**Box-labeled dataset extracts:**
_ _ _ _ _

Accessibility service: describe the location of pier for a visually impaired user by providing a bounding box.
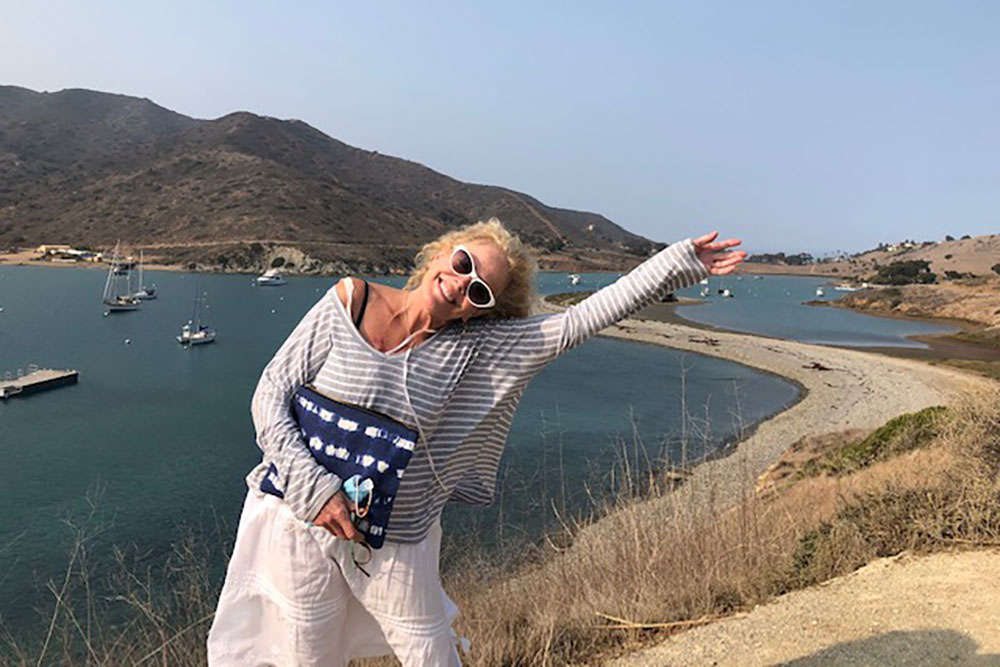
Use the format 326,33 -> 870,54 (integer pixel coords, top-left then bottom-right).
0,364 -> 79,400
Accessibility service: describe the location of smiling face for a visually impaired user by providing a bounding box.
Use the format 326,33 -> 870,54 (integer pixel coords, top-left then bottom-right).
420,241 -> 510,321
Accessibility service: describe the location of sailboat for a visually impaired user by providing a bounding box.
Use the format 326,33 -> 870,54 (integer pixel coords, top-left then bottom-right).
132,250 -> 156,301
177,280 -> 215,345
257,269 -> 285,287
101,241 -> 139,315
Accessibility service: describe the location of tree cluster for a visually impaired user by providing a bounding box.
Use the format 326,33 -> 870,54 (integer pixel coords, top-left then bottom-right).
869,259 -> 937,285
747,252 -> 814,266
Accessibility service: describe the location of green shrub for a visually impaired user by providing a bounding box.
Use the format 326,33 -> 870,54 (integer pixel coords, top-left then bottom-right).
804,406 -> 947,475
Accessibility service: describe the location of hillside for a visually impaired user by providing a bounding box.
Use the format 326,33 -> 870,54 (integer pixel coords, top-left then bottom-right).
0,86 -> 655,270
742,234 -> 1000,278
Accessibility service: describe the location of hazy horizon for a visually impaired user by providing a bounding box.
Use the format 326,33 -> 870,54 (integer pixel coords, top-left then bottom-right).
0,1 -> 1000,255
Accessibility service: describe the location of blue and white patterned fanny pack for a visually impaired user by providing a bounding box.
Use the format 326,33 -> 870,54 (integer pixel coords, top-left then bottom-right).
260,387 -> 418,549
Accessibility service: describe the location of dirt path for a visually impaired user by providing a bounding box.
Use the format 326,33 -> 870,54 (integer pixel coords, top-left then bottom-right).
608,549 -> 1000,667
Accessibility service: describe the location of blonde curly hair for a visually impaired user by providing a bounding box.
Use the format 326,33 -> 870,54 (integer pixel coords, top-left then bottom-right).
404,218 -> 538,319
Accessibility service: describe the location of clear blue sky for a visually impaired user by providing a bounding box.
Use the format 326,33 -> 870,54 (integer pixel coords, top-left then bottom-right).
0,0 -> 1000,253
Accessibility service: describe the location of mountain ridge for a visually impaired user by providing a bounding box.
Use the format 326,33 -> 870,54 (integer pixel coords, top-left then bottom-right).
0,86 -> 662,271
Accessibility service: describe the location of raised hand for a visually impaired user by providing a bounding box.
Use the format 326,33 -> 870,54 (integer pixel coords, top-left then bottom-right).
694,232 -> 747,276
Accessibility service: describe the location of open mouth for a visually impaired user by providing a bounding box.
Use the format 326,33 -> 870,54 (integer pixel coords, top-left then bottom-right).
438,276 -> 455,306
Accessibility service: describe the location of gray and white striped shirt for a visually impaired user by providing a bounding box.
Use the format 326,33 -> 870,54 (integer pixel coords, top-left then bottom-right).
247,239 -> 708,542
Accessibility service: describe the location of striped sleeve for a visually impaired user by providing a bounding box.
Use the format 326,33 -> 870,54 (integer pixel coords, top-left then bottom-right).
250,288 -> 341,521
485,239 -> 708,378
556,239 -> 708,355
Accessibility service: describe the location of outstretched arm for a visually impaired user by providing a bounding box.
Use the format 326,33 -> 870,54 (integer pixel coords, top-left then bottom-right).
474,232 -> 746,381
550,232 -> 746,355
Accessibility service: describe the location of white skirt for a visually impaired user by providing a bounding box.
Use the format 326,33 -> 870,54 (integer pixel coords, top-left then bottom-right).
208,491 -> 460,667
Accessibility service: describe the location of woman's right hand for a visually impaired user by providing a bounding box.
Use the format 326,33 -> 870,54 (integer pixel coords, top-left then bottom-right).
313,491 -> 364,542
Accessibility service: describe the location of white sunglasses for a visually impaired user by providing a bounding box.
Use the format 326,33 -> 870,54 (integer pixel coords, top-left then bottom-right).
451,245 -> 497,309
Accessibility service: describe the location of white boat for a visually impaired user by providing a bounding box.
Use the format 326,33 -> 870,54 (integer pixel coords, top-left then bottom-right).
177,280 -> 215,345
101,241 -> 139,315
257,269 -> 285,287
132,250 -> 156,301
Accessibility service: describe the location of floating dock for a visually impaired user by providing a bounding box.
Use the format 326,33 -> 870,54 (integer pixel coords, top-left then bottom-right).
0,366 -> 79,399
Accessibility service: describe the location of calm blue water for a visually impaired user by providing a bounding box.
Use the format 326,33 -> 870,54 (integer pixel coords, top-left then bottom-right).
540,273 -> 958,348
0,267 -> 797,628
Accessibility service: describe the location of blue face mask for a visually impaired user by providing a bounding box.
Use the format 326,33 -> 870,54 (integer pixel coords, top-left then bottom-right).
344,475 -> 375,507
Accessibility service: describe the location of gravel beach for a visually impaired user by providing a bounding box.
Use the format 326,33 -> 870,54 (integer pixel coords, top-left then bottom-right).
544,305 -> 998,665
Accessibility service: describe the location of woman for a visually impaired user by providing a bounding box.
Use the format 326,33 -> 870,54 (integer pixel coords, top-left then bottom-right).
208,219 -> 746,667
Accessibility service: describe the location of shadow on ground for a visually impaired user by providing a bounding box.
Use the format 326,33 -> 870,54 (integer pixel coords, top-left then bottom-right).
781,630 -> 1000,667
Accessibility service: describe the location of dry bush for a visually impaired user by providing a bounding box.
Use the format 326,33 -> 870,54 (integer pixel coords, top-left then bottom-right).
9,392 -> 1000,666
0,497 -> 229,667
789,392 -> 1000,586
447,388 -> 1000,665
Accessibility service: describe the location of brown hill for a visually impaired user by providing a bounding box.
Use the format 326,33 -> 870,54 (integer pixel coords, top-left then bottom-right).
0,86 -> 657,270
741,234 -> 1000,280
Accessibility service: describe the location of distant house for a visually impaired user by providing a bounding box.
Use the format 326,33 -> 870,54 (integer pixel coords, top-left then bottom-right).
35,243 -> 73,255
35,244 -> 101,262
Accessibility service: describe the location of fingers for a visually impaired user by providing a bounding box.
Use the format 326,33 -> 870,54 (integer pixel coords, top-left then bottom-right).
694,232 -> 719,249
313,492 -> 363,542
702,239 -> 743,252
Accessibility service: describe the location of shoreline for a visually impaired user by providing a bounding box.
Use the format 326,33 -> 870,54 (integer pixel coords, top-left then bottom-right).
574,304 -> 1000,549
633,303 -> 1000,361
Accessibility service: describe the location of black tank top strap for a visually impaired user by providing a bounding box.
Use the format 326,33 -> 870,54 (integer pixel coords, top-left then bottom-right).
354,278 -> 368,328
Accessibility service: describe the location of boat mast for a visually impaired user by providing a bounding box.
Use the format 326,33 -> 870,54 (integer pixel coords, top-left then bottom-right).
101,242 -> 118,303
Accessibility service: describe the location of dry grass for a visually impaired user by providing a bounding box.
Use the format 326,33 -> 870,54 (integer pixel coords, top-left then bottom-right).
8,392 -> 1000,666
447,394 -> 1000,665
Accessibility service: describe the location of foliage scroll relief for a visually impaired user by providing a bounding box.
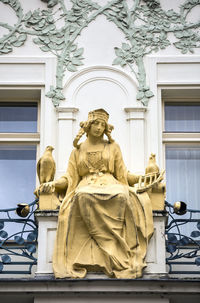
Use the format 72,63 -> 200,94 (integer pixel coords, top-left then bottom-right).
0,0 -> 200,106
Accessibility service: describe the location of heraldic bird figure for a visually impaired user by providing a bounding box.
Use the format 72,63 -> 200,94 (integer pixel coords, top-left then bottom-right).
37,146 -> 56,184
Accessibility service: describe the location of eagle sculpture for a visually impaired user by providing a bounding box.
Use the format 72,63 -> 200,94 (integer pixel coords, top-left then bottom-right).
37,146 -> 56,184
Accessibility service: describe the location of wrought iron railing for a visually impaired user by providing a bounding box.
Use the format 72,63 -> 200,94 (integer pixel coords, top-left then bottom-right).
165,201 -> 200,275
0,199 -> 38,275
0,199 -> 200,275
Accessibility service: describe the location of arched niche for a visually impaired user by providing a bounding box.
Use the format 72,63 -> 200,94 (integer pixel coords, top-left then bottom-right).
60,66 -> 138,165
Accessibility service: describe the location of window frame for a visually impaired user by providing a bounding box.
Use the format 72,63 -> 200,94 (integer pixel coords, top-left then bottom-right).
160,86 -> 200,167
0,86 -> 42,197
160,86 -> 200,211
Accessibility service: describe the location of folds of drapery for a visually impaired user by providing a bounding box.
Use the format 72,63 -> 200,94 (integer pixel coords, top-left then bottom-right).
53,143 -> 153,278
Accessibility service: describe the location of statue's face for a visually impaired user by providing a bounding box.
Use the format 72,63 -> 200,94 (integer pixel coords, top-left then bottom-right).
89,119 -> 106,137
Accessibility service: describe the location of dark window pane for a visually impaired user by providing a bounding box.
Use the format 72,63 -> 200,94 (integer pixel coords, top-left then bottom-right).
165,103 -> 200,132
166,145 -> 200,233
0,102 -> 37,133
0,145 -> 36,208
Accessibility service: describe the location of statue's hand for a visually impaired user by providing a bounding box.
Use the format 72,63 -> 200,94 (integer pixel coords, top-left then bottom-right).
39,181 -> 55,194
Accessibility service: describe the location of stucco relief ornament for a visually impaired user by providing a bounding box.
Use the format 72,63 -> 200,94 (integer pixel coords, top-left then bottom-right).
0,0 -> 200,106
36,109 -> 164,279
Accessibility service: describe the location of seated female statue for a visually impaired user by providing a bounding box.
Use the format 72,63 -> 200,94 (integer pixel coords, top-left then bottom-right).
42,109 -> 153,278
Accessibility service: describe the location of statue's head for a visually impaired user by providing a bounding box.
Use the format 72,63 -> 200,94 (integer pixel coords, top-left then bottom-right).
73,108 -> 114,148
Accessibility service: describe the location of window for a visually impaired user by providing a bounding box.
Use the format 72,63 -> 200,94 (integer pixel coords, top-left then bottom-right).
0,89 -> 40,208
162,89 -> 200,232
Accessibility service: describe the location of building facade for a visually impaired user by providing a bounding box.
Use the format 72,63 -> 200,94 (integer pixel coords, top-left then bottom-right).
0,0 -> 200,303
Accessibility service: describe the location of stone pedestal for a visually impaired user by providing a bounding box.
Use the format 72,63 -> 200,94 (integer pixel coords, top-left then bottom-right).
35,210 -> 167,279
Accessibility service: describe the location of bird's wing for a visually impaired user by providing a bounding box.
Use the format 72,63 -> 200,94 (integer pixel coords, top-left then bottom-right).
37,158 -> 41,181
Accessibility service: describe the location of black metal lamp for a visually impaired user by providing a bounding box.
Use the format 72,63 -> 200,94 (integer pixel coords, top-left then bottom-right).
16,203 -> 30,218
173,201 -> 187,216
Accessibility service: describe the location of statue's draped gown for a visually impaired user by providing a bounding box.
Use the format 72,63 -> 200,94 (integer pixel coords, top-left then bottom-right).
53,141 -> 153,278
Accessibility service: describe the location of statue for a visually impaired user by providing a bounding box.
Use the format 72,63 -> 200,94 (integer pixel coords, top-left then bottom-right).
39,109 -> 162,279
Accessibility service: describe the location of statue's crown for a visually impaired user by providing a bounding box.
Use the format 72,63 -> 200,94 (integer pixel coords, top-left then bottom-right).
88,108 -> 109,122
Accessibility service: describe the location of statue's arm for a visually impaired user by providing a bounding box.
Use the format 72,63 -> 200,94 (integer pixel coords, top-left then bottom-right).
127,172 -> 140,186
54,176 -> 68,192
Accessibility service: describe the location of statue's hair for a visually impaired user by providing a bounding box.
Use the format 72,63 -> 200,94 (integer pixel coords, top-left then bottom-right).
73,119 -> 114,149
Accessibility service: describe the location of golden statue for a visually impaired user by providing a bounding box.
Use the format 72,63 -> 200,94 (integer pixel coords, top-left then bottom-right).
37,109 -> 162,279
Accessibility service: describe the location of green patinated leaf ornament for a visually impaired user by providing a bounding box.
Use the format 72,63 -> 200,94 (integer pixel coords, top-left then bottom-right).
0,0 -> 200,106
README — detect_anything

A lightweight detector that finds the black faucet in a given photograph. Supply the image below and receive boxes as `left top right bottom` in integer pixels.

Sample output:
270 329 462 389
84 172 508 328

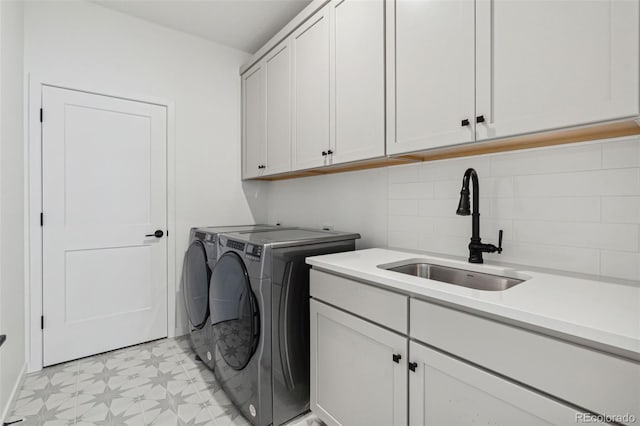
456 169 502 263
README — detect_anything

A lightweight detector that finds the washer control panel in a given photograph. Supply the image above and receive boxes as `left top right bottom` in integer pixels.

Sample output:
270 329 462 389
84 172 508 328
227 240 244 251
245 244 262 260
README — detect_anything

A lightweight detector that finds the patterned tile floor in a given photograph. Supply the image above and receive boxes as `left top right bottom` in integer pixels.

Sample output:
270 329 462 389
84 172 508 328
7 337 320 426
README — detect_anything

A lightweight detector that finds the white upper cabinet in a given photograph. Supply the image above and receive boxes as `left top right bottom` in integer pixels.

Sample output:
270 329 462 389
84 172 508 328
330 0 385 164
242 63 267 179
264 40 291 175
291 8 330 170
387 0 640 154
476 0 640 139
387 0 475 154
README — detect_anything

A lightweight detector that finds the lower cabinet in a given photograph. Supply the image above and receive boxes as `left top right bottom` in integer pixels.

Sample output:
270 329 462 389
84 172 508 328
310 270 624 426
409 342 592 426
310 299 408 426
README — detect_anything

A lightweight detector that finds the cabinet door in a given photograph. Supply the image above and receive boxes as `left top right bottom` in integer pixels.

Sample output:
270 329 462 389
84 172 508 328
291 8 330 170
477 0 639 139
264 40 291 174
409 342 604 426
310 299 407 426
242 63 267 179
330 0 385 164
387 0 475 154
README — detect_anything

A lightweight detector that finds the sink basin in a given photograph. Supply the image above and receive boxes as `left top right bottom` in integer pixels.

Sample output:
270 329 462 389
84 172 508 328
384 263 524 291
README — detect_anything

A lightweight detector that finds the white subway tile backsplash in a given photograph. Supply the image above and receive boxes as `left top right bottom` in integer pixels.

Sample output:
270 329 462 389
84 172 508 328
491 197 600 222
491 144 602 176
418 199 492 217
418 233 469 256
602 137 640 169
387 231 419 250
420 156 491 184
388 137 640 280
389 163 422 183
433 175 513 199
500 243 600 275
514 169 640 197
513 221 639 251
602 197 640 223
389 182 433 200
388 216 434 232
601 251 640 281
389 200 422 216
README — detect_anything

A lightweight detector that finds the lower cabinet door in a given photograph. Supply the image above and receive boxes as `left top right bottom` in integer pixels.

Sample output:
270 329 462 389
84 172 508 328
409 342 604 426
310 299 408 426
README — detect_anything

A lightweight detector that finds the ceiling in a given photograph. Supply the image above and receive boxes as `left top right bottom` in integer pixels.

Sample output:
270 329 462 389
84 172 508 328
93 0 311 53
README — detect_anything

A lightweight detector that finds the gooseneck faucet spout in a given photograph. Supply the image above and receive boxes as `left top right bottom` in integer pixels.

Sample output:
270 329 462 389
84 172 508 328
456 168 502 263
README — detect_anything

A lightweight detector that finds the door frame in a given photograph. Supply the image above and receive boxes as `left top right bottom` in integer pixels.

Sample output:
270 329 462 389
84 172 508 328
24 73 178 373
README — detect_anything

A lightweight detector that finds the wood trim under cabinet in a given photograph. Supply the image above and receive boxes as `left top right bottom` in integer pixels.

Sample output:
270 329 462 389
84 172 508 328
248 119 640 181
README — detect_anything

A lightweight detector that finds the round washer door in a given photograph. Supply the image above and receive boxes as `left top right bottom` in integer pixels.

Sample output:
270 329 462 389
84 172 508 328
209 252 260 370
182 240 211 328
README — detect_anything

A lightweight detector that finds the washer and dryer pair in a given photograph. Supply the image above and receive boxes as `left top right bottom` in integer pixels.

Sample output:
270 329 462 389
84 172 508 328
184 225 360 426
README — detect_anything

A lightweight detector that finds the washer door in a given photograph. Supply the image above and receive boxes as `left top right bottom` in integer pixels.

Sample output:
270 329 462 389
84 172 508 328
209 252 260 370
182 240 211 328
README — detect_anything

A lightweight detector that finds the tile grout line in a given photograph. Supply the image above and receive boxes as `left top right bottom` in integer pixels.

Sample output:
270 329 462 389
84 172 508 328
173 342 225 426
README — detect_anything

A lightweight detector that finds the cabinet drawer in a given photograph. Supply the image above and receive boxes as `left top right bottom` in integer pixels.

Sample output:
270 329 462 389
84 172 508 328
309 269 408 334
410 299 640 424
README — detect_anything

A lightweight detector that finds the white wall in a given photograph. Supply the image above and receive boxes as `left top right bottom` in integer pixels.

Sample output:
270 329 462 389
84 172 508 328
266 168 388 248
0 1 25 421
268 137 640 281
25 1 264 342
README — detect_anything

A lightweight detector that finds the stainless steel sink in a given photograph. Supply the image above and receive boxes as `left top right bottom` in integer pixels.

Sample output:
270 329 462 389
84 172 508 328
384 263 524 291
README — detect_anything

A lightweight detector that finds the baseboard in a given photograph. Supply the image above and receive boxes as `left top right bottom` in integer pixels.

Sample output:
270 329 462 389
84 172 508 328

_ _ _ _ _

Output the rows above as a JSON list of strings, one string per line and no blank lines, starting at the line that contains "Accessibility service: describe the location of green shrub" and ending at the line that contains "608,549 -> 1000,667".

[
  "Accessibility service: describe the location of green shrub for a visually impaired user by providing a bounding box.",
  "Use the format 326,33 -> 870,54 (integer pixel coords, top-left then bottom-right).",
  "804,406 -> 947,475",
  "Accessibility service: describe the location of hillside for a visually impaired user by providing a bounding box.",
  "Use the format 326,33 -> 870,54 (integer pixel coords, top-left then bottom-right).",
  "0,86 -> 655,270",
  "742,234 -> 1000,278",
  "Accessibility service: describe the location of hazy horizon for a visually impaired user by providing a bounding box.",
  "Use the format 326,33 -> 870,54 (integer pixel coords, top-left then bottom-right).",
  "0,1 -> 1000,255",
  "Accessibility service: describe the location of blue and white patterned fanny pack for a visually impaired user by providing a bounding box.",
  "Use the format 326,33 -> 870,54 (integer pixel coords, top-left then bottom-right).",
  "260,387 -> 418,549",
  "Accessibility service: describe the location of dirt path for a visually impaired user by providing a bounding box.",
  "Use the format 326,33 -> 870,54 (integer pixel coords, top-left then bottom-right).",
  "608,549 -> 1000,667"
]